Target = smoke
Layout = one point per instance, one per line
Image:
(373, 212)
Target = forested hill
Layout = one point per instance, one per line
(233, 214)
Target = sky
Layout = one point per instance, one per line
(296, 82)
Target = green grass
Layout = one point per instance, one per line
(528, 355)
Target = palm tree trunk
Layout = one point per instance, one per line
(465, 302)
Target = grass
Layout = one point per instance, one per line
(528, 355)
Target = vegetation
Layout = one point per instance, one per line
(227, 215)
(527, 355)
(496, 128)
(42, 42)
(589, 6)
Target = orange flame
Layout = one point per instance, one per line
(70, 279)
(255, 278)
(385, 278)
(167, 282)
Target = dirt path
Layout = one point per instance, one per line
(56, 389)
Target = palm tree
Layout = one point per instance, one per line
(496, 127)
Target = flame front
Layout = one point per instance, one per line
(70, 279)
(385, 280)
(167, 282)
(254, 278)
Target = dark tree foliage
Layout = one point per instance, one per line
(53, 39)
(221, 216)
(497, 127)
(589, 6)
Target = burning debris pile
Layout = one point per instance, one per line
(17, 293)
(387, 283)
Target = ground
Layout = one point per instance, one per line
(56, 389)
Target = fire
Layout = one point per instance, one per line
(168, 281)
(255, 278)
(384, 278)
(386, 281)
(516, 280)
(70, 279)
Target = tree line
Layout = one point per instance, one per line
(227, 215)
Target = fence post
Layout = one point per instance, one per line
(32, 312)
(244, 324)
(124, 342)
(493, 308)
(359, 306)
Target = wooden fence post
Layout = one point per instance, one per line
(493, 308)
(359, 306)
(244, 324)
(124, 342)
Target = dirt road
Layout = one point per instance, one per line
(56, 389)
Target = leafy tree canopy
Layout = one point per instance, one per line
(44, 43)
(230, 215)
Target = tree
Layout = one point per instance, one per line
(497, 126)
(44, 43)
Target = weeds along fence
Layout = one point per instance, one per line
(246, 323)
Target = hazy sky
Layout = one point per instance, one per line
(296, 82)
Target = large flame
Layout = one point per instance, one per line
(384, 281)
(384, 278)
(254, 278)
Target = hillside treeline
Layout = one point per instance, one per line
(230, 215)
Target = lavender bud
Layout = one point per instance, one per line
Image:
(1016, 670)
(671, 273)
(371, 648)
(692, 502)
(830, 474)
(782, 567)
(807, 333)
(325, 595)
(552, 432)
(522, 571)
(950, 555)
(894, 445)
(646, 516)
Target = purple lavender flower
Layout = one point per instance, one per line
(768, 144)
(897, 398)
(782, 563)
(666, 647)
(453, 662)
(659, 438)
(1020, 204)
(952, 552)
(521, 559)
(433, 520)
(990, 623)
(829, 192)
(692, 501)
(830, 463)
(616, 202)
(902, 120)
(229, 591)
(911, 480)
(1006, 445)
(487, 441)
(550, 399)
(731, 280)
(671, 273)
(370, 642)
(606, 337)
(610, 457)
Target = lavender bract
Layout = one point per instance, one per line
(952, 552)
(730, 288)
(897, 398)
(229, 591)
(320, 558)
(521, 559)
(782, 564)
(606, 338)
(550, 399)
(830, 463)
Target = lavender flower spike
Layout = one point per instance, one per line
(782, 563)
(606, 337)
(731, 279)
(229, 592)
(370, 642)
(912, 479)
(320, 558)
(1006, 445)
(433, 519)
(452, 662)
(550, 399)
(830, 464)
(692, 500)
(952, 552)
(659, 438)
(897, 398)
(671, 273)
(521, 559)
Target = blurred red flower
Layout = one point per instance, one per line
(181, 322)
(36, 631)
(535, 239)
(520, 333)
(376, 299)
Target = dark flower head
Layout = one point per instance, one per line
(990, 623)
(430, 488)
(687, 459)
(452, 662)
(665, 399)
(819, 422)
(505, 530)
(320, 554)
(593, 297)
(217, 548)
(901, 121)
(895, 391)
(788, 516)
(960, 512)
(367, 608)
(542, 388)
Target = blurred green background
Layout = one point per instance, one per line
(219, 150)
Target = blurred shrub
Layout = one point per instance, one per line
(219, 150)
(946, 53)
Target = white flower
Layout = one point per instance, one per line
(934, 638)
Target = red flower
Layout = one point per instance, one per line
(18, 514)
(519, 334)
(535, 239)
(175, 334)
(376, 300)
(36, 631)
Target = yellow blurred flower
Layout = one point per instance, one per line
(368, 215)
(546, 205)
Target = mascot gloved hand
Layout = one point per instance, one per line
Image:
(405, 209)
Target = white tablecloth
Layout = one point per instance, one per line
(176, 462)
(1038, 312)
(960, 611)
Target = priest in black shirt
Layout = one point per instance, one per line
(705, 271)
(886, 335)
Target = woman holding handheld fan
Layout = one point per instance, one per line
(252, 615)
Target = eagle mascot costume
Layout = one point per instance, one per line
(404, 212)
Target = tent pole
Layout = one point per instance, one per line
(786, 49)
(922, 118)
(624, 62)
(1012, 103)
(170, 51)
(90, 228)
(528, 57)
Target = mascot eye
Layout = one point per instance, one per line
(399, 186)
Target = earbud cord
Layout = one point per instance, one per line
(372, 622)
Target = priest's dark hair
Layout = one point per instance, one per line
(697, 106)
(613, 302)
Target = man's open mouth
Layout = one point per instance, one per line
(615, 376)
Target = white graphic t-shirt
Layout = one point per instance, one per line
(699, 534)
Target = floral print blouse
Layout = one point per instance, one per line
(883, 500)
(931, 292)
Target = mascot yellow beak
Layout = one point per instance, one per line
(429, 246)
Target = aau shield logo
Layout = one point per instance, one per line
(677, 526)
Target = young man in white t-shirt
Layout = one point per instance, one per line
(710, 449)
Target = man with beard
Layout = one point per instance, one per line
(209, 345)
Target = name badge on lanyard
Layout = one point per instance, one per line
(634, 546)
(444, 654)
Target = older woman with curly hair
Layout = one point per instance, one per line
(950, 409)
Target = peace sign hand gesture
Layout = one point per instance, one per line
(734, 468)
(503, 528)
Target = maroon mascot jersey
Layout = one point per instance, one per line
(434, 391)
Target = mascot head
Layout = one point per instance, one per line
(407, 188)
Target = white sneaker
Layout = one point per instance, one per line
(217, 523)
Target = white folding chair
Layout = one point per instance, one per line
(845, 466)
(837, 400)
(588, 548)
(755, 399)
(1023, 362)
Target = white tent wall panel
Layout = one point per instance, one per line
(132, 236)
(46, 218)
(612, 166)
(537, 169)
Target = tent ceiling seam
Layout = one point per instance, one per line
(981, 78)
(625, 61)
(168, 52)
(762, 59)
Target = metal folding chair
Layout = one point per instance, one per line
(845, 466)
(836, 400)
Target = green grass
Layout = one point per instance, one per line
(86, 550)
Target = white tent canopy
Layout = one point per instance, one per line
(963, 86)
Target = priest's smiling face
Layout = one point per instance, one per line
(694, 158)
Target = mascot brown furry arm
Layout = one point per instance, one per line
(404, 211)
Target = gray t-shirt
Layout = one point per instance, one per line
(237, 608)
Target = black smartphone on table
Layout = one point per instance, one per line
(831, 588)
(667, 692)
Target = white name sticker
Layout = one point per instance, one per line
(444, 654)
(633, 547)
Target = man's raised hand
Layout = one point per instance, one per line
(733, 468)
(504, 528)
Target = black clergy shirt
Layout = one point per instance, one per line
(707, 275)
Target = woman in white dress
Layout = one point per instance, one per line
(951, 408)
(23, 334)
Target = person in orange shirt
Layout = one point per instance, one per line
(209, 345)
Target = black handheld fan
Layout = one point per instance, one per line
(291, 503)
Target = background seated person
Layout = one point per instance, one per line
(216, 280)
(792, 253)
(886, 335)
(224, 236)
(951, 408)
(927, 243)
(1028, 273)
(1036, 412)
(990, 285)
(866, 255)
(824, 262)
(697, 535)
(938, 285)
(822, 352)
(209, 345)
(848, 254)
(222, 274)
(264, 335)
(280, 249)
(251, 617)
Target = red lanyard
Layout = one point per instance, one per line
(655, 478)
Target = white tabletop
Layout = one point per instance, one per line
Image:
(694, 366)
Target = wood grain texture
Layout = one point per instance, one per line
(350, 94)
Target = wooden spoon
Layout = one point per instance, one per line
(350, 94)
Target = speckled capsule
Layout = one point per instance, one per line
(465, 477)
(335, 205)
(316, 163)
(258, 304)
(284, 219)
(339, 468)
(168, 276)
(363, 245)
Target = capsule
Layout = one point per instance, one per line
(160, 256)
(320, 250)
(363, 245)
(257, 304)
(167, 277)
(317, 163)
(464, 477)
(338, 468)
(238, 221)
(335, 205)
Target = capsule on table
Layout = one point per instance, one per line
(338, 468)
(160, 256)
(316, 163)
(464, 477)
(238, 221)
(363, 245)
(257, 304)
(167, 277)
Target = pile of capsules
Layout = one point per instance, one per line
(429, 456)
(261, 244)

**Exercise prompt:** Look back at the entries above and repeat, unchanged, every line from the line holding "Target = black smartphone on table" through the line holding "Target = woman in white dress".

**Solution for this problem:**
Target = black smartphone on table
Layout = one point per instance, one per line
(831, 588)
(667, 692)
Target = white name sticker
Layout = one point per instance, one per line
(444, 654)
(633, 547)
Target = man's raised hand
Layout = one point per instance, one per line
(733, 468)
(504, 528)
Target = black clergy shirt
Layout = one point per instance, one per line
(707, 275)
Target = woman in white dress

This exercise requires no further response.